* **Alıştırma görevleri**
- a) Ali'nin imametiyle ilgili metne göre aşağıdaki soruları yanıtlayın:
(i) Râfizî'ye göre Ali'nin imametine delâlet eden delillerin diğer bir kısmı nedir?
(ii) Rafızî, Ali'nin hangi bakımlardan insanların en üstünü olduğunu anlatmıştır?
(iii) Ebubekir, kendisiyle ticaret yaptığı malının ne kadarını Allah yolunda infak etmiştir?
- b) Ali'nin imametiyle ilgili metnin bir bölümünü aynen yeniden yazın: "Rafızî, Ali'nin (r.a.)" sözlerini içeren yerden başlayın, "yolunda infak etmiştir." sözlerinden sonra durun.
- c) Ali'nin imametiyle ilgili metnin devamını, kaldığı yerden sürdürerek yazın.

━━ Verilen metin

Kur'an ve Sünnet
   
 
  Şiilerin Ali'nin (r.a.) İmametine Delâlet Eden Delillerin Diğer Bir Kısmı Yaşayışı İle İlgili Olan Hallerdir, İddiaları

بســـم الله الرحمن الرحيم

 

3.10.1

 

Râfizî şöyle diyor:

“Ali'nin imametine delâlet eden delillerin diğer bir kısmı yaşayışı ile İlgili olan hallerdir.”

Rafızî, Ali'nin (r.a.) insanların en zahidi, en âbidi, en âlimi ve en cesaretlisi olduğunu anlatırken onun hakkında bir çok harikuladelikler uydurmuştur.

Evet, Ali (r.a.), Rasulullah (sallallahu aleyhi ve sellem) ve Ebubekir (r.a.)'de sonra insanların en zahidi idi. Çünkü Ebubekir (r.a.) kendisiyle ticaret yaptığı malının tümünü Allah yolunda infak etmiştir.

━━━━
━━ Çıkarılan bilgiler

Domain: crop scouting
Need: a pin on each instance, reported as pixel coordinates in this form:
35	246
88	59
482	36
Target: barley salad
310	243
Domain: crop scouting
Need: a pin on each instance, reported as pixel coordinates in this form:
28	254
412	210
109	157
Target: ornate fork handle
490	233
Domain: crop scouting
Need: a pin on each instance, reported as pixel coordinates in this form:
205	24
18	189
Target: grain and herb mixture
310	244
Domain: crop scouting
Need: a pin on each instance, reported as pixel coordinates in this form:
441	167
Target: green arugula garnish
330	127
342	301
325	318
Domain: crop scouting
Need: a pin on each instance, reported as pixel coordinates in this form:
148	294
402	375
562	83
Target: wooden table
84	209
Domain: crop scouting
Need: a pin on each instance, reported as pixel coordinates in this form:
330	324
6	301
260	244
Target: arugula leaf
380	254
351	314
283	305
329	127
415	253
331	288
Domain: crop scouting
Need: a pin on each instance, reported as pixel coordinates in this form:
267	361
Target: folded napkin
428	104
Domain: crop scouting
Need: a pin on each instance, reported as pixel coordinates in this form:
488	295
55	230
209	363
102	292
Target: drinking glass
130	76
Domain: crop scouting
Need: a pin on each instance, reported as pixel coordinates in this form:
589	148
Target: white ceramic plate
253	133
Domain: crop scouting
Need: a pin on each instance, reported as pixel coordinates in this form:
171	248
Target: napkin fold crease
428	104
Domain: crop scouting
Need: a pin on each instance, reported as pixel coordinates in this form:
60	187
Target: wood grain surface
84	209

━━━━
━━ Çıkarılan bilgiler

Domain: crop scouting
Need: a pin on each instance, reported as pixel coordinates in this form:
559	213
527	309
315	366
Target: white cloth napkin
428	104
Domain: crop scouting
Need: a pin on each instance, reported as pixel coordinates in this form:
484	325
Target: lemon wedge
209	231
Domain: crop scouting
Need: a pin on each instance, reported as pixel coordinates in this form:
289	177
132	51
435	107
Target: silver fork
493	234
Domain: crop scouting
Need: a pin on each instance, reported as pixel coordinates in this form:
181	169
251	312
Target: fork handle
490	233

━━━━
━━ Çıkarılan bilgiler

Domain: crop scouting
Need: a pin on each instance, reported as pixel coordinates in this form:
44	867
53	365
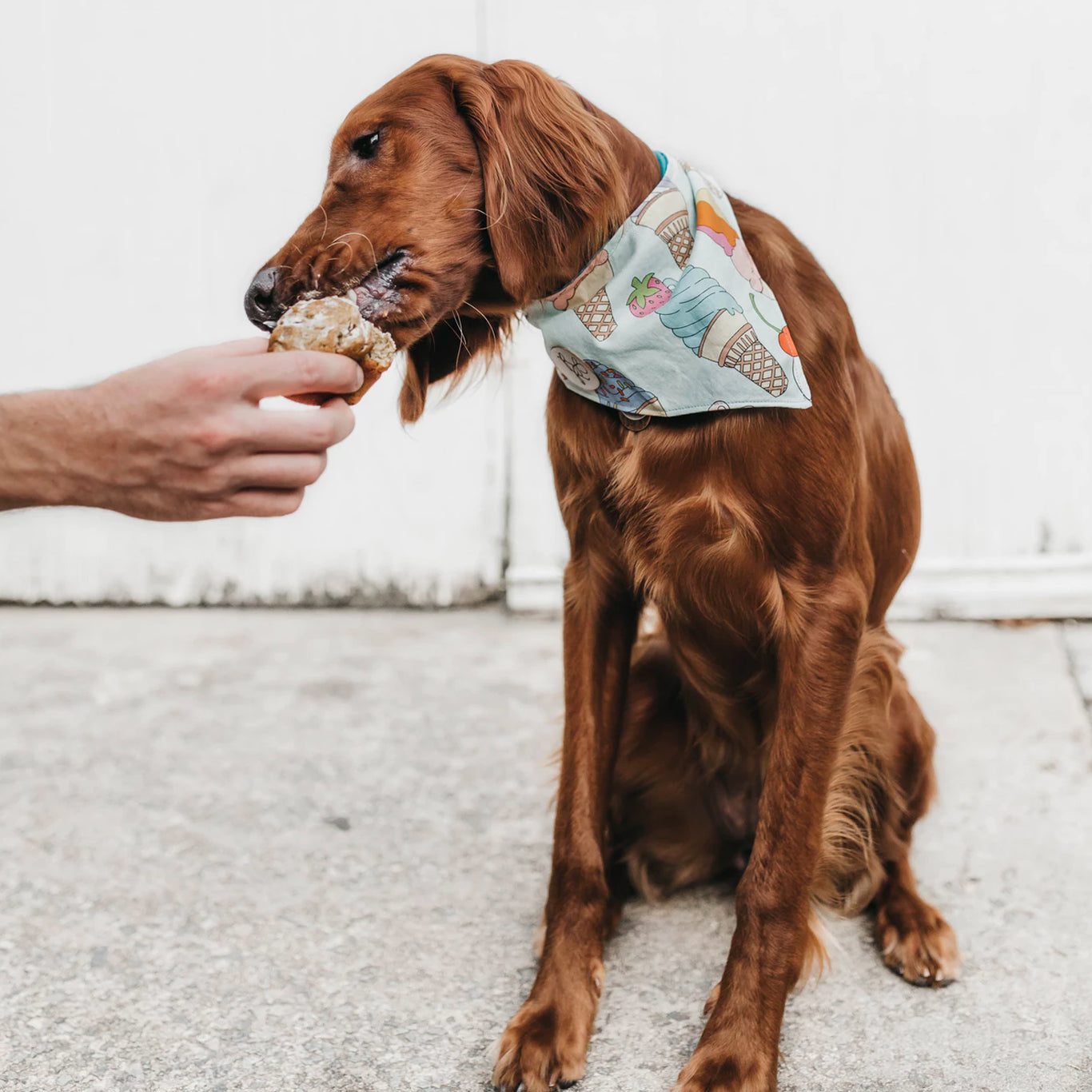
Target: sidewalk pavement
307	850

━━━━

* **Alıştırma yanıtları**
- a)
(i) Yaşayışı ile ilgili olan hallerdir.
(ii) İnsanların en zahidi, en âbidi, en âlimi ve en cesaretlisi olduğunu anlatmıştır.
(iii) Tümünü infak etmiştir.

- b)
Rafızî, Ali'nin (r.a.) insanların en zahidi, en âbidi, en âlimi ve en cesaretlisi olduğunu anlatırken onun hakkında bir çok harikuladelikler uydurmuştur.

Evet, Ali (r.a.), Rasulullah (sallallahu aleyhi ve sellem) ve Ebubekir (r.a.)'de sonra insanların en zahidi idi. Çünkü Ebubekir (r.a.) kendisiyle ticaret yaptığı malının tümünü Allah yolunda infak etmiştir.

- c)
(Ebu Davud'un, Kitabüz-Zühd'te sahih bir senedle Hişam b. Urveden rivayet ettiğine göre Hişam, babası Urve'nin: Ebubekir (r.a.) İslâmı kabul ederken kırkbin dirhemi olduğunu kendisine haber verdiğini beyan etmektedir. Urve diyor ki: Aişe (r.a.), Ebubekir  (r.a.) vefat ederken ne bir dinar ve ne de bir dirhem bıraktığım, bana haber verdi, diyor. Usame b. Zeyd b. Esleme'den gelen bir başka rivayetle, Ebubekir'in ticaretle tanındığı, Rasulullah'ın (sallallahu aleyhi ve sellem) bisetinde kırkbin dirhemi olduğu, hicret ederken bundan ancak beşbini kaldığı, onu da aynı şekilde Allah yolunda harcadığı, Ebubekir'in, parasıyla köle azad edip, durmadan müslümanlara yardım ettiği beyan edilmektedir. )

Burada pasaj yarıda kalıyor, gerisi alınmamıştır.